> **DOCUMENT EXTRACT**:
[lit-ideas] Re: Wittgenstein's Humour

  • From: Donal McEvoy <donalmcevoyuk@xxxxxxxxxxx>
  • To: "lit-ideas@xxxxxxxxxxxxx" <lit-ideas@xxxxxxxxxxxxx>
  • Date: Wed, 19 Feb 2014 08:49:12 +0000 (GMT)

>In a message dated 2/13/2014 6:40:14 A.M.  Eastern Standard Time, 
donalmcevoyuk@xxxxxxxxxxx writes:
Having long been of  the view, based on the English translation, that there 
is quite a lot of  wittiness in the text, a casual perusal confirms that 
the German original is  completely devoid of a sense of humour.  

Of course, as Geary often reminds us......(snip)>

Before anyone gets too carried away, my remark was scherzo - in part a play on 
the old English riposte to "What would we be if we didn't have a sense of 
humour?":- "Germans."

> **WHAT YOU WILL DO**:
- a) Reproduce verbatim everything in the post on Wittgenstein's humor from "[lit-ideas] Re: Wittgenstein's" down to "sense of humour.".
- b) Write the next part of the post on Wittgenstein's humor, beginning directly after its final sentence.

> **DATA SUPPLIED**:
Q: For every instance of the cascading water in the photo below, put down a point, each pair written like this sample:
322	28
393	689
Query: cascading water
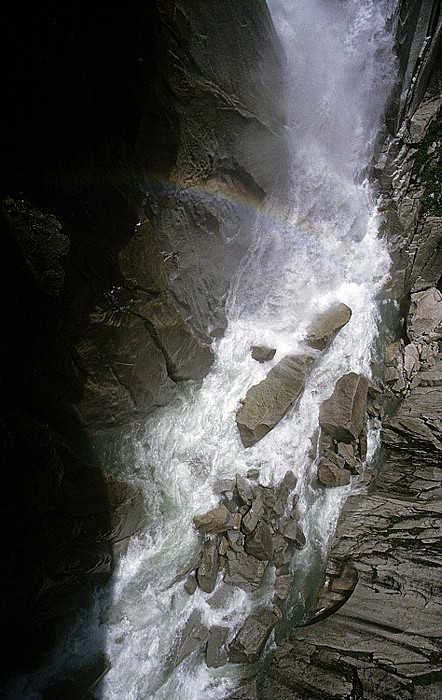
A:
318	247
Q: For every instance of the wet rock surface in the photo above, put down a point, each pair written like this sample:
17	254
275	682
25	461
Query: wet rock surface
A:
323	330
342	416
266	536
267	403
385	641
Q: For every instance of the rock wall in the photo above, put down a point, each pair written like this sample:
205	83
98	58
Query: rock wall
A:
385	642
130	179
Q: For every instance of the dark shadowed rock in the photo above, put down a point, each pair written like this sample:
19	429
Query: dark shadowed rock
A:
191	584
323	330
219	519
343	415
260	542
340	581
260	353
267	402
208	569
250	641
244	571
81	682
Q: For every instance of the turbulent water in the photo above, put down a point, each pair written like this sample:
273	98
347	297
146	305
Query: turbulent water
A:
318	247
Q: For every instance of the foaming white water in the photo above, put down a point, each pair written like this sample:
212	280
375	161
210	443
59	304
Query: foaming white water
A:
318	248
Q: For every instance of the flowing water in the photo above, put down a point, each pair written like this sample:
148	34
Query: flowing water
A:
317	248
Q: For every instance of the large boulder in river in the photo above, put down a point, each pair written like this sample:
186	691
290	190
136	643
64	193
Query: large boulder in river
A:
343	415
253	635
267	402
425	315
325	327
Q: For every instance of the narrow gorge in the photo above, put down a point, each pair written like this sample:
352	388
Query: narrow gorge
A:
221	354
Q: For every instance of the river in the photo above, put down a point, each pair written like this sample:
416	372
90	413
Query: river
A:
316	247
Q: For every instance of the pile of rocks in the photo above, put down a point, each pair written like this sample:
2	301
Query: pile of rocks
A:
254	527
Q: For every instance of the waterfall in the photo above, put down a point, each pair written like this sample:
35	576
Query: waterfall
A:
315	247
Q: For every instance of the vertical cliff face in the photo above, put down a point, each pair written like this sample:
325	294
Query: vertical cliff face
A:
385	641
163	107
135	149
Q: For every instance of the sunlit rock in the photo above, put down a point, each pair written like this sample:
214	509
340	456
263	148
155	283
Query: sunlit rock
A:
244	490
218	519
331	475
216	653
292	531
267	402
342	416
253	516
260	543
425	315
261	353
208	569
250	641
193	636
326	326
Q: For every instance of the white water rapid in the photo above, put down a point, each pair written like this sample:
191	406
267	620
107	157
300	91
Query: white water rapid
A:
318	248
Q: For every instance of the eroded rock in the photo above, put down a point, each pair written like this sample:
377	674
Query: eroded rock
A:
342	416
219	519
250	641
267	403
261	353
324	329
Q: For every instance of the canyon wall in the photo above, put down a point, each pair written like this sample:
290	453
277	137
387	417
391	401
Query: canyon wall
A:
385	642
136	145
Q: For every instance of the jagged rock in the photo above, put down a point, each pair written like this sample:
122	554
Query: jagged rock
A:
223	546
81	682
250	641
260	542
244	571
216	656
267	403
425	315
346	450
236	540
224	485
247	691
208	569
324	329
331	475
292	531
191	584
261	353
335	458
283	550
244	490
253	474
253	516
193	637
283	586
343	415
219	519
41	243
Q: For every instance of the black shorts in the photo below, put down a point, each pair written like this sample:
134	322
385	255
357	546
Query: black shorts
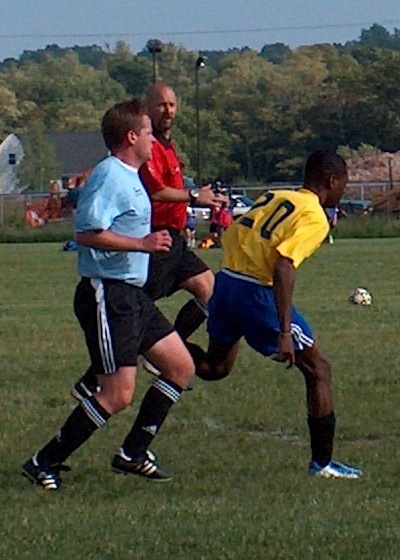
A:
169	270
119	321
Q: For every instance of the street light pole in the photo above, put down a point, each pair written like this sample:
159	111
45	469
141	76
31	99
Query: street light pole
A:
200	63
154	46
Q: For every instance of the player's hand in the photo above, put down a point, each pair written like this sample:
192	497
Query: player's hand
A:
157	242
286	353
207	197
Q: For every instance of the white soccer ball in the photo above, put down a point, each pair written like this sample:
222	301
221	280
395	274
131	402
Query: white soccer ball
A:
360	296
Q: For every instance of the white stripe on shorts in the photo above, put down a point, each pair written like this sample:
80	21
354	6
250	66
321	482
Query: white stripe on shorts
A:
301	338
103	328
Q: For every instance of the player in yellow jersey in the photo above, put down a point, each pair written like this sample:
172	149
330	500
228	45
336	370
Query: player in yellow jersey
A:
253	296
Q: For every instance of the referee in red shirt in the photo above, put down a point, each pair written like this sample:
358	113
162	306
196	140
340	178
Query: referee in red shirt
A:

> **ANSWERS**:
- a)
[lit-ideas] Re: Wittgenstein's Humour

  • From: Donal McEvoy <donalmcevoyuk@xxxxxxxxxxx>
  • To: "lit-ideas@xxxxxxxxxxxxx" <lit-ideas@xxxxxxxxxxxxx>
  • Date: Wed, 19 Feb 2014 08:49:12 +0000 (GMT)

>In a message dated 2/13/2014 6:40:14 A.M.  Eastern Standard Time, 
donalmcevoyuk@xxxxxxxxxxx writes:
Having long been of  the view, based on the English translation, that there 
is quite a lot of  wittiness in the text, a casual perusal confirms that 
the German original is  completely devoid of a sense of humour.

- b)
While Wittgenstein is serious in what he writes, that does not foreclose his 
work having something akin to a sense of humour. My view accepts what Chris 
illustrates with his anecdote from Russell - that the younger Wittgenstein was 
almost entirely devoid of humour, as is his Tractatus (apparently he was the 
only one in the family who did not fall about laughing on hearing that Paul, 
the concert pianist brother, had lost an arm in the First World War). But while 
there is nothing playful about the Tractatus, there is something playful (or 
possibly playful) in aspects of Investigations. 


This 'playfulness' may be a misreading in that it is not within Wittgenstein's 
"authorial intent" but it seems to me a reading that fits the text otherwise.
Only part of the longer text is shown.